## DATA FOR THIS TASK
Content starts
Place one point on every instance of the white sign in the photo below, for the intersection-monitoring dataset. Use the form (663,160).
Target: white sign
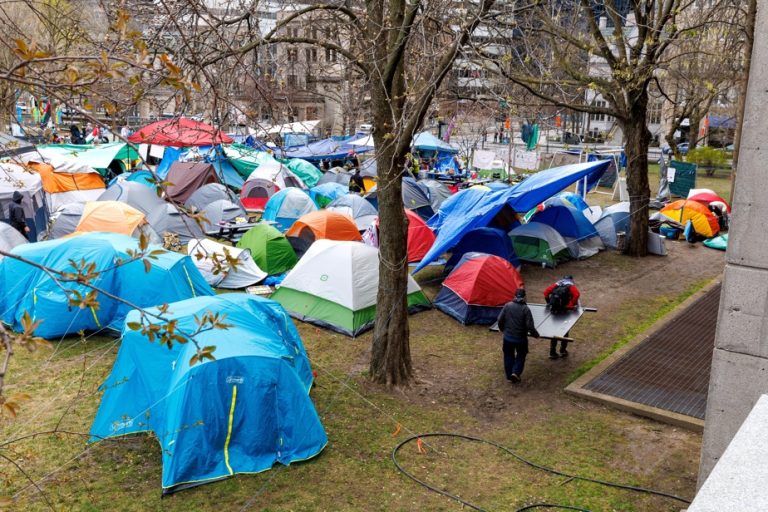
(483,159)
(671,174)
(528,160)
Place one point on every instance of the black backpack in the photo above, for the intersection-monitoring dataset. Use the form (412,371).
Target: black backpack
(559,298)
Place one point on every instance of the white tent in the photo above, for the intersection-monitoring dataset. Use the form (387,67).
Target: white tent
(9,238)
(366,141)
(245,273)
(334,285)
Content ends
## AIM OF THE TASK
Everything in the entries above except the pictures should be given again exactly.

## FINISHED EXERCISE
Place one point on every instance of the white sign in the photo below, for the intersection-monitoring dataset. Use the form (663,160).
Target: white sign
(483,159)
(671,174)
(528,160)
Place one point on every instance of the black backpack in the photo above, for the intersection-monitoring dataset. Use the form (412,371).
Target: black backpack
(559,298)
Place one point on every instance of the white tent in the photo above, for the intersection-monitoring dataset. Use the form (387,67).
Target: white tent
(9,238)
(366,141)
(245,273)
(334,285)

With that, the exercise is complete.